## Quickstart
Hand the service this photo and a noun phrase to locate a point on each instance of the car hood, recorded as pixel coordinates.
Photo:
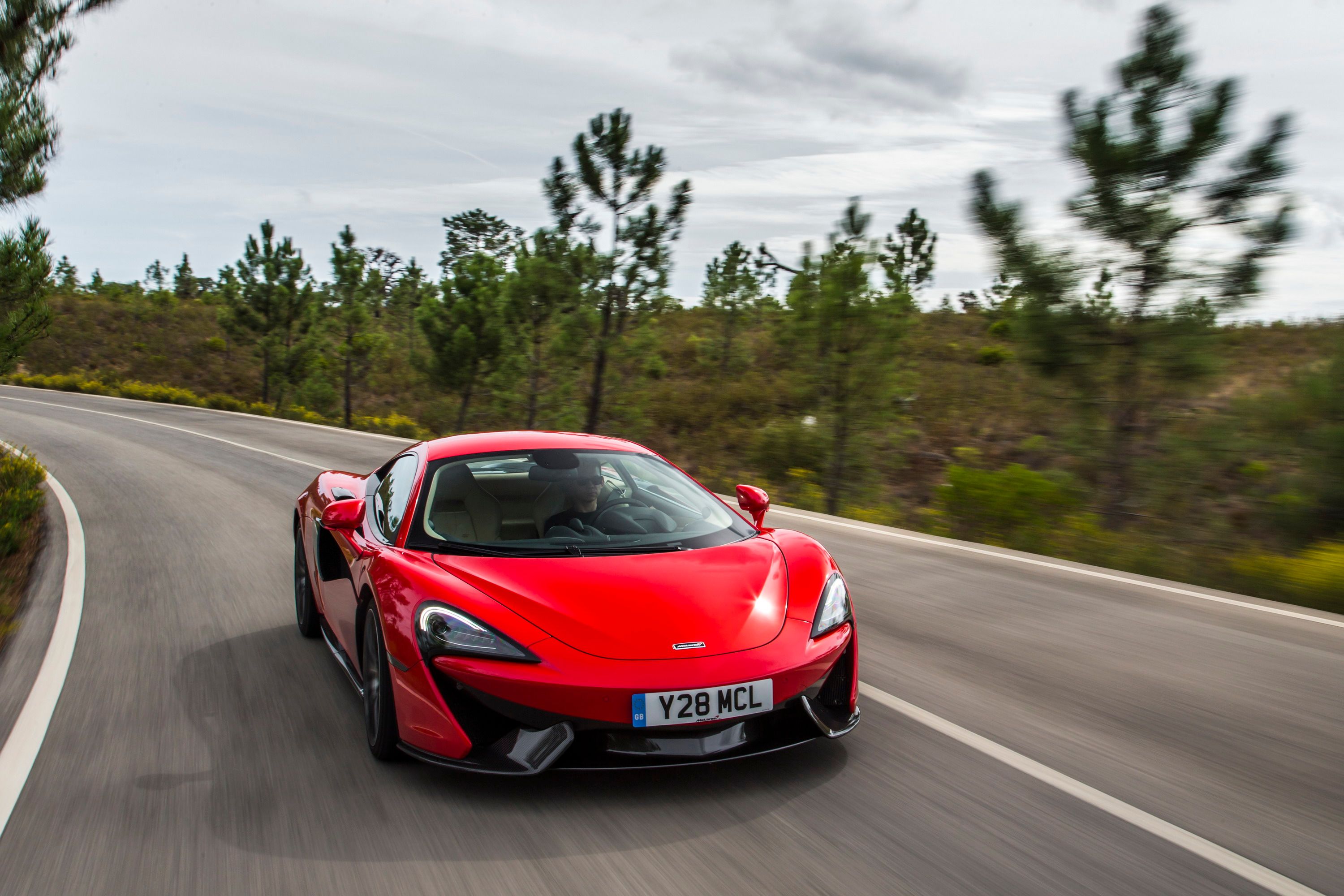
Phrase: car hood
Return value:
(732, 597)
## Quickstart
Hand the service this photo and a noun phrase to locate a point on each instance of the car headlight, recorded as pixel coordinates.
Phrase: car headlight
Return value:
(445, 630)
(834, 607)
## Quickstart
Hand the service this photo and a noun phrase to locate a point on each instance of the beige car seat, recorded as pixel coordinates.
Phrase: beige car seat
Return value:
(463, 509)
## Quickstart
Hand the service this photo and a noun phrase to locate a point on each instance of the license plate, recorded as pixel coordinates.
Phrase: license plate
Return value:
(702, 704)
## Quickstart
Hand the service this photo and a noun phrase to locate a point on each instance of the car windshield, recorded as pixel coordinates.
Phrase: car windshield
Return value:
(556, 501)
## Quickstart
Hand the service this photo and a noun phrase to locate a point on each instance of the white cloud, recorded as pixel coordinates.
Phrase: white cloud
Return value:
(187, 124)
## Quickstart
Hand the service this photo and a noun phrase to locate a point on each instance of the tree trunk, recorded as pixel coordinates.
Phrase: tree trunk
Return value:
(600, 369)
(840, 443)
(1124, 425)
(534, 378)
(467, 401)
(728, 343)
(265, 375)
(349, 377)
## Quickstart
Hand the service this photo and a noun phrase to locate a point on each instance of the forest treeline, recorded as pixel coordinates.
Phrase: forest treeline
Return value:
(1088, 404)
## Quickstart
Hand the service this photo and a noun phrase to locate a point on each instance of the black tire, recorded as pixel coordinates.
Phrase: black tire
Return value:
(379, 711)
(306, 605)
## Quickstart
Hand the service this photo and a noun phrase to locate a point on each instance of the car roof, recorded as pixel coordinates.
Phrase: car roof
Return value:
(525, 441)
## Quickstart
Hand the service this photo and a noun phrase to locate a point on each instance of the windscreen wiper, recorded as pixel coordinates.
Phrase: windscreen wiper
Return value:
(478, 550)
(632, 548)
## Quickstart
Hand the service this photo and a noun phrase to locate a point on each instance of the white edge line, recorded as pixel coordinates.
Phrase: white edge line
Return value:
(138, 420)
(1209, 851)
(1096, 574)
(217, 410)
(30, 728)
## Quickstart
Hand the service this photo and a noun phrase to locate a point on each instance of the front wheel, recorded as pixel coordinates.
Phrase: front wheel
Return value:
(306, 606)
(379, 712)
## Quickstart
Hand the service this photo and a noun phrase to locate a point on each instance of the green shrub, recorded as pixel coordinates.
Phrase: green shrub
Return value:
(392, 425)
(1314, 577)
(21, 496)
(992, 355)
(159, 393)
(1015, 507)
(225, 404)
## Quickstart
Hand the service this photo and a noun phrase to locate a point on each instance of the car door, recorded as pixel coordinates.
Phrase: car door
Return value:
(388, 507)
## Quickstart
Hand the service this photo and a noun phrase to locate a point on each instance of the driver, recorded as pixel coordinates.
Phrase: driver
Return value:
(581, 495)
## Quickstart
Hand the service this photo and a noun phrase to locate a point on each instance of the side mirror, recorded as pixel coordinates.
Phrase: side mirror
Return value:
(347, 513)
(754, 501)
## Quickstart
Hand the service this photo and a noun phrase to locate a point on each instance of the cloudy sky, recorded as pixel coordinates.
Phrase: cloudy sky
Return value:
(189, 121)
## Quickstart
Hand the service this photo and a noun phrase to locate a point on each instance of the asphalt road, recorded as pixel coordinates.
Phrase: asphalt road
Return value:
(201, 745)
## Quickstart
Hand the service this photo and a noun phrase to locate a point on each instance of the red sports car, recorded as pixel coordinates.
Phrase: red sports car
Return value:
(508, 602)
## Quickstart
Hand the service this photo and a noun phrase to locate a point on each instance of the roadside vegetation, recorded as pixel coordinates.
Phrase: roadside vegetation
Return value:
(34, 38)
(1090, 404)
(22, 500)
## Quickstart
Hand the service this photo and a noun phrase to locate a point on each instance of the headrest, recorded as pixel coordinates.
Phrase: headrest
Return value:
(586, 466)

——————————

Work required:
Without the pictures, print the records in full, exactly as they appear.

In response:
## Quickstart
Hand the service this photo and a noun phrase to locate a point on each instance of the car hood, recorded as pixel coordinates.
Photo:
Phrase: car hood
Return value:
(732, 597)
## Quickstart
Hand the service this photo and a noun phrase to locate a point on each instance of the car headlight, recorded as pixel coordinates.
Phrase: car headlight
Return value:
(445, 630)
(834, 607)
## Quickstart
Hand the service this photo and a noun phrase to locate a point on each instance of the beige car seat, recorded as pixel coordinates.
Phrase: beige car seat
Return value:
(463, 509)
## Quickstart
Hand the service this photo and a noun phrase to locate a point on each instance of the license plate, recorded as pixel coordinates.
Phrase: license plate
Return value:
(702, 704)
## Quickstart
Hand the service this photo and a noun phrase to locate a point on each instance of the car windshield, recorded as pixel coordinates.
Phrase: car windshield
Return value:
(556, 501)
## Quickstart
Hand the service this photo and a noun phrase to locate a point on each instance of the white cloud, recorded as pixel coordinates.
Phrase: white cloud
Return value:
(187, 124)
## Quickstart
Hand the service this photo and a noun phrase to locate a point on each instance of the tree trunk, recorded as pixel coordinates.
Phrase: tree trunk
Return value:
(600, 369)
(840, 443)
(1124, 425)
(534, 378)
(467, 401)
(728, 343)
(265, 375)
(349, 377)
## Quickstart
Hand the service this photo and a noun phrase to locate a point on each instance of the forest treeline, recorded as pixel coordinates.
Phrase: forest treeline
Return value:
(1088, 404)
## Quickstart
Hand the service this photo and a noun phrase to locate a point on each instance of the black tire, recorded as pixel coordinates.
Phrase: black tire
Return value:
(379, 711)
(306, 605)
## Quickstart
Hand the service this photo and a noun phrase to locate a point on each instance of the car roof, recorded as pixel coordinates.
Phrase: car roof
Return value:
(525, 441)
## Quickstart
Hand the service this photo and a noun phrase to locate a point on each instance of the windscreen wiper, recorded as pixel coordinates.
Phrase: windscreen wiper
Return value:
(478, 550)
(632, 548)
## Quickstart
Hand the service this photo and a noun phrase to locate a point on each instance of the white edge line, recorded as pixel coordinates.
Phrase: white edge line
Return value:
(138, 420)
(1209, 851)
(1096, 574)
(217, 410)
(30, 728)
## Quickstart
Hand the service this photo and a noun phrase to locate a point on each instance of the front wheel, recorded as pixel coordinates.
Phrase: front wheel
Return value:
(306, 606)
(379, 712)
## Quickstart
Hand the service this photo and a noun phrase to locate a point on each instance of the green shrub, recorded as pixel coordinates.
Phrase: green shrub
Return value:
(392, 425)
(1314, 577)
(21, 496)
(992, 355)
(159, 393)
(1015, 507)
(225, 404)
## Quickstart
Hand the service this photo and a noun phrase to locate a point on each instance of the car door, recorded as pixel coordinates.
Phrase: car door
Return value:
(388, 507)
## Quickstart
Hand the service this photo and a noun phrase to locate a point on each instance of the driver, recorded as pixel coordinates.
Phrase: driver
Return value:
(581, 495)
## Quickstart
Hand the service this photo and a noun phrase to locate a point on each instance of the side mirror, recorded as pixel coordinates.
Phrase: side mirror
Return value:
(347, 513)
(754, 501)
## Quickstart
Hand the service this photo and a noun phrase to locate a point on each instance of the cloudy sky, recorded as pixel coordinates.
Phrase: cloudy sky
Return value:
(189, 121)
## Quickstart
Hand the service this photo and a noun phrase to locate a point on each instance of the asphalt road, recorded as pixel coordinates.
Phrase: asphalt road
Return value:
(201, 745)
## Quickstart
Hand the service this photo and a noun phrase to locate a point on each instance of the red sports car, recorded as pixel coordinates.
Phrase: red sports car
Return value:
(508, 602)
## Quickstart
Hand the service this photo and a noun phrase to locate a point on each instance of the roadside vegetation, recorded as pixel coordinates.
Phrase: roadside vegetation
Return value:
(34, 38)
(1090, 404)
(22, 500)
## Quickstart
Hand the service this photo and a noun phrase to locate a point on each instance of the headrest, recorded as pixel coordinates.
Phrase: headrest
Return value:
(586, 466)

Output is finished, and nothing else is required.